### What is needed
Find the count of lines in the material below that include the word "wall". State nothing but that number.
[Supplied records Boundary: Start]
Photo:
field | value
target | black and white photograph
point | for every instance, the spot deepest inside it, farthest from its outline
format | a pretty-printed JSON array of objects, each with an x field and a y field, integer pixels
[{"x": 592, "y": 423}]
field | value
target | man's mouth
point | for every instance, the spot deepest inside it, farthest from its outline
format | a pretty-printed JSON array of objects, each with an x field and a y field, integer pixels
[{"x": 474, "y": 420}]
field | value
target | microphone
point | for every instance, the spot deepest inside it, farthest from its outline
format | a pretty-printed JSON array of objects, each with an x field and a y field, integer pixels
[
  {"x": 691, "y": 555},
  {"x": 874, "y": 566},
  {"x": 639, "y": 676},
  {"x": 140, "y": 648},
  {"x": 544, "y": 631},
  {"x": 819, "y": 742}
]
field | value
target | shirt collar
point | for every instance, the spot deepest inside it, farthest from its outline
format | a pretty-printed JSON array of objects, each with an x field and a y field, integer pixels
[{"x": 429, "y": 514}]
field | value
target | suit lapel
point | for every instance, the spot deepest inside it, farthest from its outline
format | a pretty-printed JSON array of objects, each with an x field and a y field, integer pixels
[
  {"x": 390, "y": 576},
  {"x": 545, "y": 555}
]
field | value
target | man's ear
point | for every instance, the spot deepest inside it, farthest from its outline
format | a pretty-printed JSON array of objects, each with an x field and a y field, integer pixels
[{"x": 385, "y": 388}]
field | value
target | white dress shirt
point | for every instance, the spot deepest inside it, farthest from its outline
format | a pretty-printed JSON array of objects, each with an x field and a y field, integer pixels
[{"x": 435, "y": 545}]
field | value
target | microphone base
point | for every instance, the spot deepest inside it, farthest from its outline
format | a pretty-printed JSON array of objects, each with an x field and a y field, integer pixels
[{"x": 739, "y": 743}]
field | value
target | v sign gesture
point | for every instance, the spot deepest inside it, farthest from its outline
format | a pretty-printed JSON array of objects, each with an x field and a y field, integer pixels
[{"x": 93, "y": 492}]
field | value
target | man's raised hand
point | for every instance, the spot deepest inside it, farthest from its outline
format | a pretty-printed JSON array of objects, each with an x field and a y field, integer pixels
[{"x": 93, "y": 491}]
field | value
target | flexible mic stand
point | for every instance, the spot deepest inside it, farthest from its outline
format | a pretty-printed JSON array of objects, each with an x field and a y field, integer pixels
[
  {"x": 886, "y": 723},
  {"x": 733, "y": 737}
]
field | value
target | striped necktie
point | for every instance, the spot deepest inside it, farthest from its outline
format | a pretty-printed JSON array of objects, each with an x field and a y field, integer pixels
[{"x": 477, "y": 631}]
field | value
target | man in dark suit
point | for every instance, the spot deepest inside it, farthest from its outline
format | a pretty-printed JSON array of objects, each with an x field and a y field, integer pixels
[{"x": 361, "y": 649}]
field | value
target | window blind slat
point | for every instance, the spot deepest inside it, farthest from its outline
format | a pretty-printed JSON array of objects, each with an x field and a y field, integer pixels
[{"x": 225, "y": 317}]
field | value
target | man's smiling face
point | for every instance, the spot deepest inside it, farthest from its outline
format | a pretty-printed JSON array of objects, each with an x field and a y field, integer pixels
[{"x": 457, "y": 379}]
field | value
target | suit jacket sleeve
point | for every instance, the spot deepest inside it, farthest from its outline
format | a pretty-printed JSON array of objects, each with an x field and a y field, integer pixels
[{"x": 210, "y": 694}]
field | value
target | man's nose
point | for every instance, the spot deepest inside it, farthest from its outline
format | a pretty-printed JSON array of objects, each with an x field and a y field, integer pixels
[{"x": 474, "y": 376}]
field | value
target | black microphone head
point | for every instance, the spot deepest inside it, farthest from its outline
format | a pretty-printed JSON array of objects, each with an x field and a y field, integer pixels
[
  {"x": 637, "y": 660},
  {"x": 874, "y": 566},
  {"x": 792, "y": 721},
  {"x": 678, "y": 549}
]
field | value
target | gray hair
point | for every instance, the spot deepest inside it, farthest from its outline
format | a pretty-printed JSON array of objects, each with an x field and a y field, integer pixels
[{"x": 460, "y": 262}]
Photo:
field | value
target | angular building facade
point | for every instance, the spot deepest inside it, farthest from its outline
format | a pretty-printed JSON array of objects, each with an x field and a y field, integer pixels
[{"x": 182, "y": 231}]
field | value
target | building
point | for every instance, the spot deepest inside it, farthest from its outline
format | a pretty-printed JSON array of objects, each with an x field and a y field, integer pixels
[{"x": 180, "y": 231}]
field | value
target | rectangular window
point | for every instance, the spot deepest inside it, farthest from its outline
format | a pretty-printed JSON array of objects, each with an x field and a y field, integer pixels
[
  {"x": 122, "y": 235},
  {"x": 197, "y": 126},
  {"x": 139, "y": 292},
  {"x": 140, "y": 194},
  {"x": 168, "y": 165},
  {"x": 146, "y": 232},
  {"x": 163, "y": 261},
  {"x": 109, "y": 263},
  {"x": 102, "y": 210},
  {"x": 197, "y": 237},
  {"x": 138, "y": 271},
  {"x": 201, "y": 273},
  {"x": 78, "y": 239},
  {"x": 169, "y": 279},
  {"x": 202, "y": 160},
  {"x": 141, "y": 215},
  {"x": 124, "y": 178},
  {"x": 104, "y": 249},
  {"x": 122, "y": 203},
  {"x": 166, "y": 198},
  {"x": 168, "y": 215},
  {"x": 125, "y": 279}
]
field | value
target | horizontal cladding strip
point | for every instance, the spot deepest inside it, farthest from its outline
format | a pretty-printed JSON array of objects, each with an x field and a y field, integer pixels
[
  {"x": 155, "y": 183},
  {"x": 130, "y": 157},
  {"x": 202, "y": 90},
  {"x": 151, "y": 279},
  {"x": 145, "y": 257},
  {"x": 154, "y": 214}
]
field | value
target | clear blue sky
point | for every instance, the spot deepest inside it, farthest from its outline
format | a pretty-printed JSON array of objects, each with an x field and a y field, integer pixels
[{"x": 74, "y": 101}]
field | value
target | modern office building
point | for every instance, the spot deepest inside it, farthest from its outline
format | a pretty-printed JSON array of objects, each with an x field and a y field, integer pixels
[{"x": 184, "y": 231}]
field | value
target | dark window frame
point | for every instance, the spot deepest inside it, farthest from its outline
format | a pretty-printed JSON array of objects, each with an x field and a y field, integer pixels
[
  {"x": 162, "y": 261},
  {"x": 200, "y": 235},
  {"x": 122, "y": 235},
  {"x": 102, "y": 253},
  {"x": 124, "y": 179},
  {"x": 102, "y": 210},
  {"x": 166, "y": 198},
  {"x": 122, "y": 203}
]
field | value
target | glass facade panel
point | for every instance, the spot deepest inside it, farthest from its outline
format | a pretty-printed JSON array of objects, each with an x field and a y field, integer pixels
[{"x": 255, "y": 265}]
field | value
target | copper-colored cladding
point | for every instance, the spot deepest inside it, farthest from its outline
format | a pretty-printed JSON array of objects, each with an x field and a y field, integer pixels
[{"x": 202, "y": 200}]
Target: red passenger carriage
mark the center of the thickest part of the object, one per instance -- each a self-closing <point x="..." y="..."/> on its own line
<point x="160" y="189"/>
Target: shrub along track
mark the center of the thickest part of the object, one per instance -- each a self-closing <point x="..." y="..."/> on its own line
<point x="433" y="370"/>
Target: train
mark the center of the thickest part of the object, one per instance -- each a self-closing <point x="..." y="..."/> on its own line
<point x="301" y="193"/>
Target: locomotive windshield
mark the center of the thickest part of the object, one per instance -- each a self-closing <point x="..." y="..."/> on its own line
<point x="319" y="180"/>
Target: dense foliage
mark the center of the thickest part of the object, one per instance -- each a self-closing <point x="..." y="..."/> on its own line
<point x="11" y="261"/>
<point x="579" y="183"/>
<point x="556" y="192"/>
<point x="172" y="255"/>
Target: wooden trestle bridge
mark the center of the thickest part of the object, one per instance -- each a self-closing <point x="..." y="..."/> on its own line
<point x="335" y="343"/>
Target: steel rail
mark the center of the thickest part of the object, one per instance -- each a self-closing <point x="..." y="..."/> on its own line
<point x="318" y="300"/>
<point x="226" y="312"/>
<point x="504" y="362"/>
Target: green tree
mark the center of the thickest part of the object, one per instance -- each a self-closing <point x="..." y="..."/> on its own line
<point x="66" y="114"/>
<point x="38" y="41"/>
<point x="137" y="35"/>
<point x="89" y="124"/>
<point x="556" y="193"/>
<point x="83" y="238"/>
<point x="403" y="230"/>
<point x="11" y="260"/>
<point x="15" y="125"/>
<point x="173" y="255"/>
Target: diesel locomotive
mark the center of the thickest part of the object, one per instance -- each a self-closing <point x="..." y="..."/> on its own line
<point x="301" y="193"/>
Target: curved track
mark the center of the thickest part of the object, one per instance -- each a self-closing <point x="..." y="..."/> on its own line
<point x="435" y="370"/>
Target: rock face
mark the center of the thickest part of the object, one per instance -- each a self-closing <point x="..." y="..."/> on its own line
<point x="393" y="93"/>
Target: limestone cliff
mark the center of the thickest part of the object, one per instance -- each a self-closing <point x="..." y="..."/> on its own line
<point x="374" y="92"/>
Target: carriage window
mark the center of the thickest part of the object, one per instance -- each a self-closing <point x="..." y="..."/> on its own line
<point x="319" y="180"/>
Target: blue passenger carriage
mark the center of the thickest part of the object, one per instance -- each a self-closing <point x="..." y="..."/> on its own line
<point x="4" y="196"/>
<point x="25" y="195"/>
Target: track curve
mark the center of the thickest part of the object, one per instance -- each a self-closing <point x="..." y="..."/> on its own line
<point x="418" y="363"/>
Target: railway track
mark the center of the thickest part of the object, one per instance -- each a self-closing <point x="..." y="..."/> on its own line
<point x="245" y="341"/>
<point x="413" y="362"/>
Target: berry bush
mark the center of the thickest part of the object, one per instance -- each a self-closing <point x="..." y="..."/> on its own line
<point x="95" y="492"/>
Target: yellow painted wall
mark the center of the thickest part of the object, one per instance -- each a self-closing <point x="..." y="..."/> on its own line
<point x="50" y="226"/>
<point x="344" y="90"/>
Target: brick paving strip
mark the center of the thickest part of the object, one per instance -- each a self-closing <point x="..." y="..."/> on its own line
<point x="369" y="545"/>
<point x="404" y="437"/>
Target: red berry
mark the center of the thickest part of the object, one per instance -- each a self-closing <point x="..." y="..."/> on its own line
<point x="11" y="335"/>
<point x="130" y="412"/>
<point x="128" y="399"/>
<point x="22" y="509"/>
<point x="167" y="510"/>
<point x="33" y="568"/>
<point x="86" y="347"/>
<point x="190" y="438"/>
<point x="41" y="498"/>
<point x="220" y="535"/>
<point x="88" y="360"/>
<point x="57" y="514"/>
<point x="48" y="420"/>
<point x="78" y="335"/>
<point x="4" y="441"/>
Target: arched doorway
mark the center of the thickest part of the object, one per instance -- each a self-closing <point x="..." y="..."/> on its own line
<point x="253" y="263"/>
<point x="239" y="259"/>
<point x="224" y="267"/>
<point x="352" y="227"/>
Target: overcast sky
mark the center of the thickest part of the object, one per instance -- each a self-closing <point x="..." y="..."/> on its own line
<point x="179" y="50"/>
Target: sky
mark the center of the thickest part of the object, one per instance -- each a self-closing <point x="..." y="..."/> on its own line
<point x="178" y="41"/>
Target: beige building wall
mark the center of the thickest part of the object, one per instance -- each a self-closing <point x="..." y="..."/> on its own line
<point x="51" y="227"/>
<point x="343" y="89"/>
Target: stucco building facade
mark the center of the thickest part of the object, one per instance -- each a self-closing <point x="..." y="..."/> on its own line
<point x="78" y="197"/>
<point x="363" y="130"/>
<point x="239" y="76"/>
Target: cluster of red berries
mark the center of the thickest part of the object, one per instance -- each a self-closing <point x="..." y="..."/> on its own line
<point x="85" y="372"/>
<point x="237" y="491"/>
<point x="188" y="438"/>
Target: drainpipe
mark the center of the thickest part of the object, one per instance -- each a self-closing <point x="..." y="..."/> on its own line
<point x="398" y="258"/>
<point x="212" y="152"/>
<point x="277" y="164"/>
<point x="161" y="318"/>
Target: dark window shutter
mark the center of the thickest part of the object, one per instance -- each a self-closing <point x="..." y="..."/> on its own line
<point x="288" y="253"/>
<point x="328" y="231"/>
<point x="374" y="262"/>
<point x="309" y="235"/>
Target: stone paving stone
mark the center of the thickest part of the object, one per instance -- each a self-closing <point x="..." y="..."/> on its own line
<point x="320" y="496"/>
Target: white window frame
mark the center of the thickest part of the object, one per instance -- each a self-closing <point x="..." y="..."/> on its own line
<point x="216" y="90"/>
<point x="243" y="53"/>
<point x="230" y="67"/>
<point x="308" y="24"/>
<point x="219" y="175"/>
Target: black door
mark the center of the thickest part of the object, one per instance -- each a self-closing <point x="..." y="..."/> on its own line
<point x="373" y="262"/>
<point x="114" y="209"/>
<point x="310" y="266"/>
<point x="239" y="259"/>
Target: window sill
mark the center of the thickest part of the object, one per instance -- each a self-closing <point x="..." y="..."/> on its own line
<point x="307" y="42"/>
[Supplied records Boundary: End]
### Answer section
2